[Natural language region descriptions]
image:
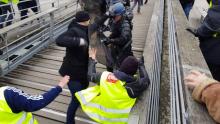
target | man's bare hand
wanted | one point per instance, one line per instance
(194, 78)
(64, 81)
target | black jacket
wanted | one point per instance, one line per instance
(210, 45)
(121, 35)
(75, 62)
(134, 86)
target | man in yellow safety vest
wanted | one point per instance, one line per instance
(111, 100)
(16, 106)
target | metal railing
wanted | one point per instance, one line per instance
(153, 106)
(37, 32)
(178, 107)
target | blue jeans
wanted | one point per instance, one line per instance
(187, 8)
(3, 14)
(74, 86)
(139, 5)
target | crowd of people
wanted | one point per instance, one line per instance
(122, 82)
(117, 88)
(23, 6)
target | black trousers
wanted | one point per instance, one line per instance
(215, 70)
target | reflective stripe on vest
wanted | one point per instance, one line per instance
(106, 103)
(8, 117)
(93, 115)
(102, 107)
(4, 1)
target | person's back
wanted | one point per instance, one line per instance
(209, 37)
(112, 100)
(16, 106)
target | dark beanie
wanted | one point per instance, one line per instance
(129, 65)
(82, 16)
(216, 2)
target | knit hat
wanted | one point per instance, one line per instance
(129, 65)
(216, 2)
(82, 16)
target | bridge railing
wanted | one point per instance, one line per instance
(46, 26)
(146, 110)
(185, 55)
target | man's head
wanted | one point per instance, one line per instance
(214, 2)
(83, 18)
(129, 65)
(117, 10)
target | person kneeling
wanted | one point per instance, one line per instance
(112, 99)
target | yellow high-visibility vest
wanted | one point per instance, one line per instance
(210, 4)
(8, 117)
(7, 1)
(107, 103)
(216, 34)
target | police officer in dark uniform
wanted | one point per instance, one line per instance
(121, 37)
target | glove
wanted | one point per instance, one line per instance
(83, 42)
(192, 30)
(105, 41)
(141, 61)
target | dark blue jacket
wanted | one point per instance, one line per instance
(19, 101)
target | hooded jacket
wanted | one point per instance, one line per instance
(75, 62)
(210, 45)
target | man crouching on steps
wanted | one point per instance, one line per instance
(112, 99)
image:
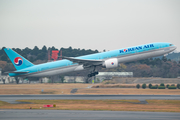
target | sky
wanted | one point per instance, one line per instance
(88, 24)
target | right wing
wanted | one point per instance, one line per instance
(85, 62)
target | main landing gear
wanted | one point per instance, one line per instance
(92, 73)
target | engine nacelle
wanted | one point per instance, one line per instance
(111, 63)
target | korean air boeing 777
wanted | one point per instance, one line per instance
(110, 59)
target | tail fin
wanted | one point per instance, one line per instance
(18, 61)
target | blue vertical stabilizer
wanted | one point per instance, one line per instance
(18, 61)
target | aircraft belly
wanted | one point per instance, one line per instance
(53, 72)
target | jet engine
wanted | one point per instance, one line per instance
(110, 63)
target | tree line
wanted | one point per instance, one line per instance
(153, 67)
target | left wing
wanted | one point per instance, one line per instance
---
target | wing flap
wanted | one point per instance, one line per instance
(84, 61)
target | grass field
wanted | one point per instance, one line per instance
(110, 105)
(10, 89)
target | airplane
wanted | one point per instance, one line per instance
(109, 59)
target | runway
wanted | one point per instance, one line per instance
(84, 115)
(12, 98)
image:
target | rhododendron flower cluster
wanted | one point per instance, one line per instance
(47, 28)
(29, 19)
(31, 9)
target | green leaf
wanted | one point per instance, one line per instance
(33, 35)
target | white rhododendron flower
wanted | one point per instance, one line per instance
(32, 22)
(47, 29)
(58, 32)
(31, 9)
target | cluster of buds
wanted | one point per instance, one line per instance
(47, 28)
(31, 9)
--
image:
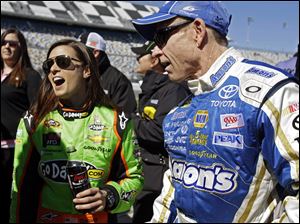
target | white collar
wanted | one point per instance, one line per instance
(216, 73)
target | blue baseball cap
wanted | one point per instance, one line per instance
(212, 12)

DIRECTIONS: Would you print, exactly as written, every line above from the one holding "target | black jacket" through the one holding "target | man's head", with both included and no other lines?

SOLUTION TO THIS EXERCISE:
target | black jacket
wanted | one point per instance, one line per instance
(210, 45)
(121, 35)
(75, 62)
(134, 86)
target | man in yellow safety vest
wanted | one point per instance, one line per instance
(111, 100)
(16, 106)
target | metal railing
wanted | one point per instance, one line per instance
(153, 106)
(37, 32)
(178, 107)
target | blue jeans
wanted | one point per instance, one line per instance
(187, 8)
(3, 14)
(74, 86)
(139, 5)
target | crowd of people
wanted | one point per instance, one line per instance
(122, 82)
(117, 88)
(23, 6)
target | black trousers
wanted | one point per instance, one line per instance
(215, 70)
target | reflective stripe on vest
wanted | one point per instance, one line per instance
(106, 103)
(8, 117)
(93, 115)
(102, 107)
(4, 1)
target | person's back
wanted | one point per instance, one line per instance
(209, 37)
(112, 100)
(16, 106)
target | dark beanie
wanted | one point per instance, one line per instance
(129, 65)
(82, 16)
(216, 2)
target | knit hat
wanted | one point per instance, one line per instance
(129, 65)
(216, 2)
(82, 16)
target | bridge railing
wanted | one point per instance, one line per instance
(46, 26)
(146, 110)
(185, 55)
target | man's head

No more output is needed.